Столетов настолько был уверен в том, что пройдет в адъюнкты Академии, что специально ездил в физическую лабораторию на предмет будущего ее улучшения и расширения. Однако 14 апреля 1893 года на заседании Отделения физико-математических наук президент академии неожиданно для всех отложил голосование на неопределенный срок, мотивируя свое решение тем, что «у Столетова, как человека с беспокойным нравом, много противников, и он, наверное, был бы забаллотирован».
Затем кандидатура Столетова вообще была снята.
Когда брат ученого, известный генерал-майор, командовавший в 1877 году добровольческим русско-болгарским ополчением, покрывшим себя славой в Болгарии при обороне перевала на Шипке, спросил у президента Академии великого князя Константина (великий князь, кстати, дружил с Голицыном, они вместе провели три года в Страсбурге в лаборатории Кундта, а в юности ходили в плаванье на военном фрегате «Герцог Эдинбургский»), почему он удалил из списков имя Столетова, великий князь прямо ответил: «У вашего брата невозможный характер».

**Задания**:
1. Какого числа президент академии отложил голосование по Столетову на заседании Отделения физико-математических наук?
2. Пожалуйста, продолжите отрывок о Столетове, начав сразу после его последней фразы.
Строки набора данных здесь не понадобятся.

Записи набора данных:
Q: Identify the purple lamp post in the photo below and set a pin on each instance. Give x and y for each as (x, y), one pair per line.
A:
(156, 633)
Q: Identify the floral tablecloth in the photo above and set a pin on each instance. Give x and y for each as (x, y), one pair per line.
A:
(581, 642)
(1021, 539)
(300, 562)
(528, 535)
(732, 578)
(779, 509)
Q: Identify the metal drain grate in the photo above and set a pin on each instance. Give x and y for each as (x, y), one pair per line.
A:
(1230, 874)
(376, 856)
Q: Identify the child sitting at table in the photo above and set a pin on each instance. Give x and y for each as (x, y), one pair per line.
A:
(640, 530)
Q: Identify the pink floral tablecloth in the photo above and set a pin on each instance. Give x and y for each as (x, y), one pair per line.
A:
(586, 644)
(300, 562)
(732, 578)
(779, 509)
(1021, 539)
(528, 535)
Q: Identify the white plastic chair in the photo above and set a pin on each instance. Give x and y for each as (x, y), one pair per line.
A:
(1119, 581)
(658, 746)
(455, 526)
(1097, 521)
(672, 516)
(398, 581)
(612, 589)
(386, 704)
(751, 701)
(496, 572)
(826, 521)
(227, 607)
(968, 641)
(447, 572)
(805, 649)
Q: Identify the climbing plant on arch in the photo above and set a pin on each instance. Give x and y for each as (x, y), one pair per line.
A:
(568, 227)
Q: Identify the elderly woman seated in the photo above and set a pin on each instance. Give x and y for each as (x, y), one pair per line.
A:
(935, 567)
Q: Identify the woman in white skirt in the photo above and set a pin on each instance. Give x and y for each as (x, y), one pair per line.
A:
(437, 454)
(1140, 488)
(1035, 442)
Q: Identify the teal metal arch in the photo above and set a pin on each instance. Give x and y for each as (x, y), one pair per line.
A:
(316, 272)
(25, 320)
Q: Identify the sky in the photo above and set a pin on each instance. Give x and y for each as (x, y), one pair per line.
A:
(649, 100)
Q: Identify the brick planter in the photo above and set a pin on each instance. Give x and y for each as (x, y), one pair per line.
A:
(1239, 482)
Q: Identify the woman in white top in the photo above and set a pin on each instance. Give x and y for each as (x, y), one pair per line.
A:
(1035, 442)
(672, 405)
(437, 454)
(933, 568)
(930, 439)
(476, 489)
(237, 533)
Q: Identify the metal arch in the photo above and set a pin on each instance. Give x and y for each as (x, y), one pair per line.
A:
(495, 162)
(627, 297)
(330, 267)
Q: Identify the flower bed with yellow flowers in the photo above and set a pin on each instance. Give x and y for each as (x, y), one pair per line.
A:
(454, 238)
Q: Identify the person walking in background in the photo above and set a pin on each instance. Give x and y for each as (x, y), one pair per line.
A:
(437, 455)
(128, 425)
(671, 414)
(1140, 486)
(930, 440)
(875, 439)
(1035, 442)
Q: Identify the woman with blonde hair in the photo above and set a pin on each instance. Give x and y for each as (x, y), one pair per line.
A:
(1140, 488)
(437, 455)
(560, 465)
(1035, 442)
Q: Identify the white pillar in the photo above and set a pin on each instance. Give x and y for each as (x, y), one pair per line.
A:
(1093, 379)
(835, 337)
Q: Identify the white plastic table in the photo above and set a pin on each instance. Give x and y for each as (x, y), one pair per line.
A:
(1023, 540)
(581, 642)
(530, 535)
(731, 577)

**Ответы на задания**:
1. 14 апреля 1893 года.

2.
Несмотря на искреннее сочувствие друзей, вот, мол, и Дмитрий Иванович Менделеев в свое время был забаллотирован, Столетов тяжело отнесся к своему не избранию в академики. Нервная система окончательно расшаталась. К тому же, истек тридцатилетний срок пребывания физика в университете. По законам того времени профессор Столетов должен был подать в отставку. Видимо, в душе он надеялся, что, ввиду огромных научных заслуг, срок его пребывания в университете продлят, однако этого не случилось: когда, по требованию врачей, он уехал лечиться в Швейцарию, его догнало почтовое уведомление об отставке.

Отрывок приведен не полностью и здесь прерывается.